### WHAT YOU WILL DO
Whenever a line carries the word "item", pull it out of the entries.

DATA SUPPLIED section start

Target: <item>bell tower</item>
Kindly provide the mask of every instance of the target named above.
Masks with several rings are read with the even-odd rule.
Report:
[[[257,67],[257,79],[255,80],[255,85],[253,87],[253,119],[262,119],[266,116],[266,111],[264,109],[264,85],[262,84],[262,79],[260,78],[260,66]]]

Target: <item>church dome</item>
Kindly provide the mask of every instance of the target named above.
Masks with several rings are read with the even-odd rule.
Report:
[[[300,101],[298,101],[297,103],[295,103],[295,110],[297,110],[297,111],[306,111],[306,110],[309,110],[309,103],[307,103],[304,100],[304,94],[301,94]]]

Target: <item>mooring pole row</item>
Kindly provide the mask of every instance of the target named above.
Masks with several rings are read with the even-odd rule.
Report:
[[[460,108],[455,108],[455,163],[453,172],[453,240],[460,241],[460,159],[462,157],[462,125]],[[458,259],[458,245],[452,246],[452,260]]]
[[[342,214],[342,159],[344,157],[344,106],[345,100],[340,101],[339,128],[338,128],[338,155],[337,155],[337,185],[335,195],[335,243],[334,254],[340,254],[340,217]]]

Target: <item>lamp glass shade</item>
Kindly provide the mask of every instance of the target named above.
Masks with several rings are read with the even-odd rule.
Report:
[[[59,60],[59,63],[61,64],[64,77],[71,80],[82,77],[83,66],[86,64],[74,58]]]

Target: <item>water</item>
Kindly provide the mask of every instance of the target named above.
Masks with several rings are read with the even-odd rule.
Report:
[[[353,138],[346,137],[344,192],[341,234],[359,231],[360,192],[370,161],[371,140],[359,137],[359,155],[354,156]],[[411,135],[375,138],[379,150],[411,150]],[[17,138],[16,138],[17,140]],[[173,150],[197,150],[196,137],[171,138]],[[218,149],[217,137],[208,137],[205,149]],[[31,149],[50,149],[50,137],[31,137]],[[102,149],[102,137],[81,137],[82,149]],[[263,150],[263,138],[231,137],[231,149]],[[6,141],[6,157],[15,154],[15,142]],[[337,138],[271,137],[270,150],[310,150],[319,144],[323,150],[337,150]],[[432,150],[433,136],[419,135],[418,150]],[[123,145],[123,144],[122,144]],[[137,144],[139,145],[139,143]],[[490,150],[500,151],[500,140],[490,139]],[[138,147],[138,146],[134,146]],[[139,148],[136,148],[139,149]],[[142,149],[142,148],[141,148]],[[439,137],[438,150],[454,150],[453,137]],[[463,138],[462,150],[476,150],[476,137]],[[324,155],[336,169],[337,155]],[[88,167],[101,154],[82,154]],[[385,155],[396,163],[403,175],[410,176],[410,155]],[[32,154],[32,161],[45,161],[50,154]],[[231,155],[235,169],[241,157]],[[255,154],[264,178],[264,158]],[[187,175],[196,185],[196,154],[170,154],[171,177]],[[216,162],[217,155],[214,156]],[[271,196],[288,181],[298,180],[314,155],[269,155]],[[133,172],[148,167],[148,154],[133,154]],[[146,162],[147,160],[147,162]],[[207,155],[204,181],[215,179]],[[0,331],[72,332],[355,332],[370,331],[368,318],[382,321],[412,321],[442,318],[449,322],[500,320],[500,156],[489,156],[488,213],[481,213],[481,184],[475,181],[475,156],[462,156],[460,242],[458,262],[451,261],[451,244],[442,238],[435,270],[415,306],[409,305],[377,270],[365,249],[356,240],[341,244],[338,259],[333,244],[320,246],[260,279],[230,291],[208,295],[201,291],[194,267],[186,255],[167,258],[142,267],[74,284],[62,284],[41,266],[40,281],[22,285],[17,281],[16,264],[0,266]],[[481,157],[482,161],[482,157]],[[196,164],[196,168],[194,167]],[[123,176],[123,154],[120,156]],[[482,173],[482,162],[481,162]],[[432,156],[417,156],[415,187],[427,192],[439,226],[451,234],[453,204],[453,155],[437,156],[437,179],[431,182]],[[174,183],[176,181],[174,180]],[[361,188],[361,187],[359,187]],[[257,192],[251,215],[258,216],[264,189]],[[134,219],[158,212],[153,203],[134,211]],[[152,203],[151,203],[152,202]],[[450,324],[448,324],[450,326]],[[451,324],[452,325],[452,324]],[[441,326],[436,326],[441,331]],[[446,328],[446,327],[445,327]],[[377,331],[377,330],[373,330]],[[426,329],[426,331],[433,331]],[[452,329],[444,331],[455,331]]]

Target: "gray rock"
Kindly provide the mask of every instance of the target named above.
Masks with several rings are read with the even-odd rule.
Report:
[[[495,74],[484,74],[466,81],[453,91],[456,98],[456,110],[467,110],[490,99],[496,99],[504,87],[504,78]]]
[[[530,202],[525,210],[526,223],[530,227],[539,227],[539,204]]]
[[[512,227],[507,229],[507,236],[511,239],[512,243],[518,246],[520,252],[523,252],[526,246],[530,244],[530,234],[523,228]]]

DATA SUPPLIED section end

### TASK RESPONSE
Target: <item>bell tower</item>
Target: <item>church dome</item>
Target: <item>mooring pole row</item>
Target: <item>lamp glass shade</item>
Target: <item>water</item>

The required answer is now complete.